[MATERIAL TO PROCESS]:
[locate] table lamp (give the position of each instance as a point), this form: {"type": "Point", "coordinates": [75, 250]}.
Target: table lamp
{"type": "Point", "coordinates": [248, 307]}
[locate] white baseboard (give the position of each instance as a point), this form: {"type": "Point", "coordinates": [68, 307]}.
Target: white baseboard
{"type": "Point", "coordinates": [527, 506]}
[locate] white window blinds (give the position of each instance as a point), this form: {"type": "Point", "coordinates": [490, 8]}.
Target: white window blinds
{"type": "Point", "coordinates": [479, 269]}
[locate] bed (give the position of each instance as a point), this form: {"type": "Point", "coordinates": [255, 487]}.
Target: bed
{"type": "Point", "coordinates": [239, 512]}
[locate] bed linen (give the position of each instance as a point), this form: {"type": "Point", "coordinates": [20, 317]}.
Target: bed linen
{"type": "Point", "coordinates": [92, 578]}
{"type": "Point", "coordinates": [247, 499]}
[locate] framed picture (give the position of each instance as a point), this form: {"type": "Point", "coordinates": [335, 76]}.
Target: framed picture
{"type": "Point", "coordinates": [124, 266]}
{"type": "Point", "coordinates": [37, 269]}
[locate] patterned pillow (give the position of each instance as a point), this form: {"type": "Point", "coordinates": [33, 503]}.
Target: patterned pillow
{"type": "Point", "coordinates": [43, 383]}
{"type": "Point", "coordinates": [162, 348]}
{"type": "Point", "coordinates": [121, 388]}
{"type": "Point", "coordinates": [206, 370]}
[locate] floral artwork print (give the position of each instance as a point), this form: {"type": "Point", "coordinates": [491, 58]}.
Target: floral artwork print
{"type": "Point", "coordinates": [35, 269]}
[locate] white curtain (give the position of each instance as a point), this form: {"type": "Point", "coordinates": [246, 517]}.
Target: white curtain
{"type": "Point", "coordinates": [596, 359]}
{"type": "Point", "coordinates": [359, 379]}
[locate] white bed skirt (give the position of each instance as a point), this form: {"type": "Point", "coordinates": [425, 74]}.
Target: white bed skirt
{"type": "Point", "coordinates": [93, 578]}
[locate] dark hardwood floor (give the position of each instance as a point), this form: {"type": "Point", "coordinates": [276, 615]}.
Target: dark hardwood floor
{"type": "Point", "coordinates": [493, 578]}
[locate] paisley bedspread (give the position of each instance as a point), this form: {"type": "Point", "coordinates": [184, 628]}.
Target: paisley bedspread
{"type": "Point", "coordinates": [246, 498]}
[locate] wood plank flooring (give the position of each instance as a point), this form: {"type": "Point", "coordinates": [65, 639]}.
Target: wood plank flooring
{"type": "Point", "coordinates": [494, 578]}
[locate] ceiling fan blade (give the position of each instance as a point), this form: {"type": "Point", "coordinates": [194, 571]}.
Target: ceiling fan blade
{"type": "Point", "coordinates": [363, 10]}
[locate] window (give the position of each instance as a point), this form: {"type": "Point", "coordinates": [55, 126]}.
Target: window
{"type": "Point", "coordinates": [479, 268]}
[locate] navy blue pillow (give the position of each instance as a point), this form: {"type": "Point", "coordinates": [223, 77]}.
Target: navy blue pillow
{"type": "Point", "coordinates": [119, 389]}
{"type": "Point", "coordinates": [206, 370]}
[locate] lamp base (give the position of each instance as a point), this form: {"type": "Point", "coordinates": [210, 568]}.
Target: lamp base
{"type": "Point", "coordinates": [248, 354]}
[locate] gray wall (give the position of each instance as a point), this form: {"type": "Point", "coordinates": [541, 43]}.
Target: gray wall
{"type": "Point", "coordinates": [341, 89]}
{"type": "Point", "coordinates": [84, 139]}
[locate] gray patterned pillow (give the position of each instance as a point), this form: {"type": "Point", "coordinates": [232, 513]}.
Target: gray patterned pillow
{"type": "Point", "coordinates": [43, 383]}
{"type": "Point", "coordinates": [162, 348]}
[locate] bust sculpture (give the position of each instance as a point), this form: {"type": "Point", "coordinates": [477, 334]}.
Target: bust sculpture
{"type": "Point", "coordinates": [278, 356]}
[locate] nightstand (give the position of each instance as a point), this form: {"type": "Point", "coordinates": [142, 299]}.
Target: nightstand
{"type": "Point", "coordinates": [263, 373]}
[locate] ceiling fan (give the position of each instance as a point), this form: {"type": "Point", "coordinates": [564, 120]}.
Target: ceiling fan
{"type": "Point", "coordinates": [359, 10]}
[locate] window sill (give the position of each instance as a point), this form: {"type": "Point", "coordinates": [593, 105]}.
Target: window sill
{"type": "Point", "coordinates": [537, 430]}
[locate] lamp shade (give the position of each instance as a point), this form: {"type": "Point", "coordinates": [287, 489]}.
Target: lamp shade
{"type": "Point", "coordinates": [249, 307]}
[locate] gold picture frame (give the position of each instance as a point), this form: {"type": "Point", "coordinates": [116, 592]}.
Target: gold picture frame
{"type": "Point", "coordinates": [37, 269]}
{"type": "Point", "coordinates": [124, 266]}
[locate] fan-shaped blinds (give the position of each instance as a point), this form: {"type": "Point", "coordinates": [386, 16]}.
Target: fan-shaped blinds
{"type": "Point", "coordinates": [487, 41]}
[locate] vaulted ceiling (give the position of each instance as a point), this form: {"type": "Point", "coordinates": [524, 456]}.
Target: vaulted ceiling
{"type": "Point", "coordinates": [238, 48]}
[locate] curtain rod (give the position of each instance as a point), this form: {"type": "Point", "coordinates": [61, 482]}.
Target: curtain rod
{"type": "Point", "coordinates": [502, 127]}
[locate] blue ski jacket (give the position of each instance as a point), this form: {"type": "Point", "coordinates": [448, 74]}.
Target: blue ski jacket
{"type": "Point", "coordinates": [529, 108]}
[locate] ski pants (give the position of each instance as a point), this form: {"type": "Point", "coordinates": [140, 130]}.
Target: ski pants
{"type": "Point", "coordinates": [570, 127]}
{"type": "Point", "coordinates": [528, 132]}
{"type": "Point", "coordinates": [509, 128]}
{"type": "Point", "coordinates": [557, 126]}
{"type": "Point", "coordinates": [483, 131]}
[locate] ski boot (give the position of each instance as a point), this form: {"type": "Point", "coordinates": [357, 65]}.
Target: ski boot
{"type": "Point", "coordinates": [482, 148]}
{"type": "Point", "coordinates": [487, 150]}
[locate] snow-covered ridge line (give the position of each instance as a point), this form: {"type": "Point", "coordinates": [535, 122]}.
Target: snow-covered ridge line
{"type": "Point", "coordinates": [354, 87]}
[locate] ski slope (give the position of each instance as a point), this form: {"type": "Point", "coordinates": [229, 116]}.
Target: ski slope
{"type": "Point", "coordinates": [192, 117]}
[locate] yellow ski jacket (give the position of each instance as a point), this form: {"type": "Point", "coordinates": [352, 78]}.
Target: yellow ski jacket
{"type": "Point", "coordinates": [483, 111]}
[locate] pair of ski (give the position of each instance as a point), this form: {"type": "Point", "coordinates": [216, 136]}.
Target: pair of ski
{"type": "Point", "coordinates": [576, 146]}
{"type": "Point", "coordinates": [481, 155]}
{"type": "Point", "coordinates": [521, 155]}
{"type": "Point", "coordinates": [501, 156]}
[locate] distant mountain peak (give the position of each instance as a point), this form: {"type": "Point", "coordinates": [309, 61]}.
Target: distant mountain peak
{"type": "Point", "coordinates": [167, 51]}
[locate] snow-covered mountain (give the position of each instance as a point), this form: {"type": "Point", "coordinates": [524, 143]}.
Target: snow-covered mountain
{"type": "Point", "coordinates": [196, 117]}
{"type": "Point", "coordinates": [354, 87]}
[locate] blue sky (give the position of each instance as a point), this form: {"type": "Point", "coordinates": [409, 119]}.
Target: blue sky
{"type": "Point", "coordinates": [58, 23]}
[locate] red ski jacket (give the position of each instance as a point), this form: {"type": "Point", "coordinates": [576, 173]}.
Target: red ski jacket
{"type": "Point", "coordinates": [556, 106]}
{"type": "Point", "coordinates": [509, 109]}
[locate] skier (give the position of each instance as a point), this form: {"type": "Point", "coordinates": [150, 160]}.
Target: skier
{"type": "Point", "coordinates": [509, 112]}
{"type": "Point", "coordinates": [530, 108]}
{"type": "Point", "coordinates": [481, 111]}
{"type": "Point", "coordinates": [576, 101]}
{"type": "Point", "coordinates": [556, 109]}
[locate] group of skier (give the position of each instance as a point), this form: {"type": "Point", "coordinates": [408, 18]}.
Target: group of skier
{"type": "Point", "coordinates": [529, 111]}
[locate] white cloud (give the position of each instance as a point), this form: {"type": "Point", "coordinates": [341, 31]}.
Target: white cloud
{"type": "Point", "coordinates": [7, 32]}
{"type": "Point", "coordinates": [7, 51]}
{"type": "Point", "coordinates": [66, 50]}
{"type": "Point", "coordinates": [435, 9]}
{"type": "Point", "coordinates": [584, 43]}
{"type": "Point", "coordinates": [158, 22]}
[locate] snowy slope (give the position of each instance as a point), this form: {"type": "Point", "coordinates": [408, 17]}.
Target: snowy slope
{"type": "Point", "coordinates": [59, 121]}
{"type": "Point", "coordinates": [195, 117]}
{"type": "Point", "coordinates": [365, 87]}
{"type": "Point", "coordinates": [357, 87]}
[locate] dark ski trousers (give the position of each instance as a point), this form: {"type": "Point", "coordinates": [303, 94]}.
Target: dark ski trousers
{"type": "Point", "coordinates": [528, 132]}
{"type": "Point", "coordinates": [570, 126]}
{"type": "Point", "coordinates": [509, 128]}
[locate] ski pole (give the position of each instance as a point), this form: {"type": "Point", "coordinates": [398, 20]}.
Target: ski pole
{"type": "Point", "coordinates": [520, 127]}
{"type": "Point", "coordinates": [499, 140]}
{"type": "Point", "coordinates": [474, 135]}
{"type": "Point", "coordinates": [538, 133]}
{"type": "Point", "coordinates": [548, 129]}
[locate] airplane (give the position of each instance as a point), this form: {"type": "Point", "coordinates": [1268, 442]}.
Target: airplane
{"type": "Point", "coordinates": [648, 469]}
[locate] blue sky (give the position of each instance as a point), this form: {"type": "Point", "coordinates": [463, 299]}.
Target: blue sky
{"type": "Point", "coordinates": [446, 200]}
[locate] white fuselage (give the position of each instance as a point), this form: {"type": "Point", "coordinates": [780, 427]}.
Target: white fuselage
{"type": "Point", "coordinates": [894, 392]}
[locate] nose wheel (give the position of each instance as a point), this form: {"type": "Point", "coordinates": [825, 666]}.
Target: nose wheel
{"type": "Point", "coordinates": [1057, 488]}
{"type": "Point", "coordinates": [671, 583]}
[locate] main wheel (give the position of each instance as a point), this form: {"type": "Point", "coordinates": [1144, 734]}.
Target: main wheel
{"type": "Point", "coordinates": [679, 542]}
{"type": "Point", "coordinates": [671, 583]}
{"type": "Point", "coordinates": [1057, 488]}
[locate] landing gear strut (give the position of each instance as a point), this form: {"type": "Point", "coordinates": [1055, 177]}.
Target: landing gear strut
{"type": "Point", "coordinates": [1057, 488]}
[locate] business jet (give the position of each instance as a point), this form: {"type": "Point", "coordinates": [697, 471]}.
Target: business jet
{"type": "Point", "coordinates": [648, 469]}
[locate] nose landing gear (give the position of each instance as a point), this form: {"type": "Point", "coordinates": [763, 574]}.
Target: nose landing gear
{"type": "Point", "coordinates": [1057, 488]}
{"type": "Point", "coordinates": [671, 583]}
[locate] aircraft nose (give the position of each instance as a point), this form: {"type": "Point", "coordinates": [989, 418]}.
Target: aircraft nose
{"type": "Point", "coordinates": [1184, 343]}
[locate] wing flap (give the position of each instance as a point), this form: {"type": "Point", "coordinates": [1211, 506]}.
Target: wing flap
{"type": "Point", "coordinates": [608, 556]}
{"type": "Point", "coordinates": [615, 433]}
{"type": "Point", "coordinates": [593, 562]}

[TO BE DONE]:
Begin with the line containing "[locate] nose landing" and repeat each line exactly until the records above end.

[RESULT OF THIS TASK]:
[locate] nose landing gear (give the position of each instance as a point), this form: {"type": "Point", "coordinates": [763, 574]}.
Target: nose landing gear
{"type": "Point", "coordinates": [1057, 488]}
{"type": "Point", "coordinates": [671, 583]}
[locate] aircraft nose (give the position of each instance as a point), this form: {"type": "Point", "coordinates": [989, 418]}.
Target: aircraft nose
{"type": "Point", "coordinates": [1184, 343]}
[locate] wing flap (give the position of each instance as a point), this form: {"type": "Point", "coordinates": [1211, 506]}.
Target: wing flap
{"type": "Point", "coordinates": [608, 556]}
{"type": "Point", "coordinates": [615, 433]}
{"type": "Point", "coordinates": [593, 562]}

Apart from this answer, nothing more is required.